Point-per-instance localization data
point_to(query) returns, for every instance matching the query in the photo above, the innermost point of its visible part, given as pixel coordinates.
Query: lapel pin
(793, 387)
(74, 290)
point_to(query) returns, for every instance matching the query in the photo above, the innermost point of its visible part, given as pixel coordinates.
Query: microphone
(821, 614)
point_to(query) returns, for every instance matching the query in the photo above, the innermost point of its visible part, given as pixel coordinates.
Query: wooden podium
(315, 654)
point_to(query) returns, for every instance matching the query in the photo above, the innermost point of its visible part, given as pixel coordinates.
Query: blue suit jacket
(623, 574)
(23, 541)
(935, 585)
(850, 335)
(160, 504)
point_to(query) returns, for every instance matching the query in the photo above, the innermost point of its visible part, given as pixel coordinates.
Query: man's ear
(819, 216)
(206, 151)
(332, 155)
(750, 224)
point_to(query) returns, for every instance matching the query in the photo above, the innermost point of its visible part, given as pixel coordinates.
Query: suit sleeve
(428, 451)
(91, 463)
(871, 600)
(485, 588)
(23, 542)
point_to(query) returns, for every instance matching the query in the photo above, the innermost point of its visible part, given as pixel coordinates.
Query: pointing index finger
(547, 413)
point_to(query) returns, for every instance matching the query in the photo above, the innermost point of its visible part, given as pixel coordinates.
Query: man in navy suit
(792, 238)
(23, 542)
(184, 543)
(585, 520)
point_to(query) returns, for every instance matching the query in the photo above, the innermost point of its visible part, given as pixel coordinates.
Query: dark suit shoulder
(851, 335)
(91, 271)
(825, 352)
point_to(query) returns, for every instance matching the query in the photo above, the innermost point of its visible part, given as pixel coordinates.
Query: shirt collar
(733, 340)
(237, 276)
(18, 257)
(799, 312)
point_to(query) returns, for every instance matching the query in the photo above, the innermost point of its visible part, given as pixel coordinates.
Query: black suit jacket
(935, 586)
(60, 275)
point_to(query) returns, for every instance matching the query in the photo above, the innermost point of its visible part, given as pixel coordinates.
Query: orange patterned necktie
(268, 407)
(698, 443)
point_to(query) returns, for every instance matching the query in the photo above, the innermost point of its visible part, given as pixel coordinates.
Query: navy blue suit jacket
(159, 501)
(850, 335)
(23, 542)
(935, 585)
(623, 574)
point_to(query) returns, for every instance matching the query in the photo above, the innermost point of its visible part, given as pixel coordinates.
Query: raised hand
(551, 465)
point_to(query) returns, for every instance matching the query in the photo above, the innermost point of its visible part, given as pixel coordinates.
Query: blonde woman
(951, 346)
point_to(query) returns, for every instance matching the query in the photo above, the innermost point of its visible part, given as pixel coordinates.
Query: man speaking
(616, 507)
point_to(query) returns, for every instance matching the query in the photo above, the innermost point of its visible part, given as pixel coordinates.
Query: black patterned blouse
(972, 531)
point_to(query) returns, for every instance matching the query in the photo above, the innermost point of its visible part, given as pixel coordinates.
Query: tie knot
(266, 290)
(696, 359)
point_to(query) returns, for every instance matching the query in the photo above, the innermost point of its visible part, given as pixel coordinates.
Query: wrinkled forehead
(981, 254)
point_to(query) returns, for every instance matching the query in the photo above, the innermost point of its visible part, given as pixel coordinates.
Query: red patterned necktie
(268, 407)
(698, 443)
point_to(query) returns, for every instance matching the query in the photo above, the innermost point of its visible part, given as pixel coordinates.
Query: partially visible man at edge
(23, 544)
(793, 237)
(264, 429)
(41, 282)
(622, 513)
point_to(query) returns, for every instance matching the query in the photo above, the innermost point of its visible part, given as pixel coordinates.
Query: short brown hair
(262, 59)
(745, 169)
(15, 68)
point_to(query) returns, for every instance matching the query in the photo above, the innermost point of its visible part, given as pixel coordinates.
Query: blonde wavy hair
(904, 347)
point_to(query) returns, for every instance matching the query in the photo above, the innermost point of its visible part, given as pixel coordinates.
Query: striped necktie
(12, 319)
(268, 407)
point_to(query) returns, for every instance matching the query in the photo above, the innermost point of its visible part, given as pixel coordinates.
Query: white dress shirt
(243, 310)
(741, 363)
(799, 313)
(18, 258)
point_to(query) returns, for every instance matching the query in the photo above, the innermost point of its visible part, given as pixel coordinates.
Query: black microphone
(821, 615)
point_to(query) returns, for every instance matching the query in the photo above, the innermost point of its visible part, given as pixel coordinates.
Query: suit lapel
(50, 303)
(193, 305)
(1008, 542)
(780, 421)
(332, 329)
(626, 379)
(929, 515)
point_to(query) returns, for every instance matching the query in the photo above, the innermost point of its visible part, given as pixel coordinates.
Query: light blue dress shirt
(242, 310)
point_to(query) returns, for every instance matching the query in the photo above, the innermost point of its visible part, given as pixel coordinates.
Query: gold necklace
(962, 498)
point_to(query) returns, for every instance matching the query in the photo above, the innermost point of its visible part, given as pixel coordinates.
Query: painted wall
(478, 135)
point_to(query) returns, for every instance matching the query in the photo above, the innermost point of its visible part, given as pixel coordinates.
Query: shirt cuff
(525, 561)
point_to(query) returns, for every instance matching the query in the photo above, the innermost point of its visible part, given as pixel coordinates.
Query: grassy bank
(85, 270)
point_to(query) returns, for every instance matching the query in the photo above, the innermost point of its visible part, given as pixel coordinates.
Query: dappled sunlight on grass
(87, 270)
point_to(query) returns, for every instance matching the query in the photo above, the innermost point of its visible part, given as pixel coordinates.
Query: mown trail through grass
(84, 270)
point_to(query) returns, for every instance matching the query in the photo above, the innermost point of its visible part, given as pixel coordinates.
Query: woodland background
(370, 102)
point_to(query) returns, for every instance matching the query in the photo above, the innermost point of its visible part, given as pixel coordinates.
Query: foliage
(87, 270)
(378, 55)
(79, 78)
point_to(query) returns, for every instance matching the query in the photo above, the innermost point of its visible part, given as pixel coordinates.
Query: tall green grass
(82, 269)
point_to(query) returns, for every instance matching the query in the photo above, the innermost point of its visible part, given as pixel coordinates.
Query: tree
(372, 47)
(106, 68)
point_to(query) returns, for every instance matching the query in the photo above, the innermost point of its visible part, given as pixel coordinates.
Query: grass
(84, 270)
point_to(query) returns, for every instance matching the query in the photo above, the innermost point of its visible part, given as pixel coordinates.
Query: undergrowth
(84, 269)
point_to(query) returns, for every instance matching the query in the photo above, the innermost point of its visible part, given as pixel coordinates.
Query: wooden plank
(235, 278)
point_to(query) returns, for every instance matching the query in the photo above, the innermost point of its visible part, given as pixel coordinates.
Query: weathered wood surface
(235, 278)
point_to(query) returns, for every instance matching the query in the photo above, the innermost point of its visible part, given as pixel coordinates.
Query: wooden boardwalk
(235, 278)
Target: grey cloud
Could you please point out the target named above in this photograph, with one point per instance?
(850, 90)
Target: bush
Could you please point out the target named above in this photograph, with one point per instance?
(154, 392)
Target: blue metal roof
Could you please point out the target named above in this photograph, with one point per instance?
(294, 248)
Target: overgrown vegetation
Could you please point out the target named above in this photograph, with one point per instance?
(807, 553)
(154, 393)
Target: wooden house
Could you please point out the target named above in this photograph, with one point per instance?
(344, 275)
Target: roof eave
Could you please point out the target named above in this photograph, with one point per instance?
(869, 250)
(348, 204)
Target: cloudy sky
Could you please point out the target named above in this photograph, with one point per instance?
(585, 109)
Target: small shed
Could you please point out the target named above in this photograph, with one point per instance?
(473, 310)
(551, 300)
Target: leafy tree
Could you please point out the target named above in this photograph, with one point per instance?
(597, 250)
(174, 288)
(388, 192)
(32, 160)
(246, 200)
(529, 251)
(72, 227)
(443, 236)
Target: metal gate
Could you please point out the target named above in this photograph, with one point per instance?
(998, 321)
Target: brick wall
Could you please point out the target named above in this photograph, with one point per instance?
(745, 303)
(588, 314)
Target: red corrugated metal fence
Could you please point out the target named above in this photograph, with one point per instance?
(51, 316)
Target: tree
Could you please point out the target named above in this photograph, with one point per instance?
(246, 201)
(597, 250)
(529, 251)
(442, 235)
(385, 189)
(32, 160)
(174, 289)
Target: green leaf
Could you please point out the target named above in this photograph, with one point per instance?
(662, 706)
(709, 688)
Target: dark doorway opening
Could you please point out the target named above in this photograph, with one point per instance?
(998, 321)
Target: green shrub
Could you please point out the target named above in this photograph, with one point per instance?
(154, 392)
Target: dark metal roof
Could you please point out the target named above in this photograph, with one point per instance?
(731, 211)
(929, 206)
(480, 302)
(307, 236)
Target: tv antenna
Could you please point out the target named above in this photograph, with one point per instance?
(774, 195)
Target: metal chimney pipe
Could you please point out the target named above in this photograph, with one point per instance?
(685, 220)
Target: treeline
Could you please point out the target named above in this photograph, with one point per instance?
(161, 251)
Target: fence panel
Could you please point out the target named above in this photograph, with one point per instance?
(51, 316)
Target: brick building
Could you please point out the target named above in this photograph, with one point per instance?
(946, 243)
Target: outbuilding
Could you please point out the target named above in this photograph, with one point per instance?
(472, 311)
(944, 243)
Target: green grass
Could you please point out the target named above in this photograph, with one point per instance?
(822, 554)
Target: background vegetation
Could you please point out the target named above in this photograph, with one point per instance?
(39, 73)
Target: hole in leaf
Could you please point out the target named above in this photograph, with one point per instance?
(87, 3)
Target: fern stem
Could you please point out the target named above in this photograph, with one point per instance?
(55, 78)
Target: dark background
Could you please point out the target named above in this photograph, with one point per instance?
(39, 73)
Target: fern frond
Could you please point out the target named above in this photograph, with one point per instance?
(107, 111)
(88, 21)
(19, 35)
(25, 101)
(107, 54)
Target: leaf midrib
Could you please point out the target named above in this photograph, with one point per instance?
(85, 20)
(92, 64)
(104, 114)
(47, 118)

## GOAL OF THE EXERCISE
Output the lines from the one with "Target: green shrub" through the end of the records above, exactly, including both ends, and nothing besides.

## ANSWER FOR THIS EXERCISE
Target: green shrub
Could you please point out the target named above in this photograph, with one point per instance?
(154, 392)
Target: dark metal roof
Could you please point out the target named above in this photograph, with one point per instance?
(731, 211)
(929, 206)
(480, 302)
(307, 236)
Target: tv antenna
Could you please point out the target named above in this photograph, with one point per instance?
(774, 195)
Target: metal chimney pipe
Could you please point out the target named above in this photograph, with one point per instance?
(685, 220)
Target: treeline
Could you please point out the target named above in this photograph, with one point per instance?
(161, 251)
Target: fence panel
Could you please point out the target named above in this photograph, with one point per instance?
(51, 316)
Target: brick building
Could you please point out the target named above in this photograph, with one point per instance?
(946, 243)
Target: outbuilding
Could you please point out the target named above in this photograph, with one point per instance?
(472, 311)
(944, 243)
Target: green grass
Could you please point out the target named above in this photograph, with one point per instance?
(822, 554)
Target: background vegetation
Could you please point out the target named above in this photograph, with one point per instance?
(39, 73)
Target: hole in leaf
Could you please point out the target named above in this photograph, with one point per instance?
(87, 3)
Target: fern stem
Could you please point out the target named above in this photograph, with one point per instance?
(55, 78)
Target: dark background
Could you please point out the target named above in this photograph, with one point per instance?
(39, 73)
Target: fern frond
Could you please point out the target named above in this photograph, with one point per instance?
(107, 111)
(88, 21)
(19, 35)
(25, 101)
(107, 54)
Target: leaf midrib
Could you please point out the target named above in this photograph, with one point per instance?
(85, 20)
(92, 64)
(104, 114)
(47, 118)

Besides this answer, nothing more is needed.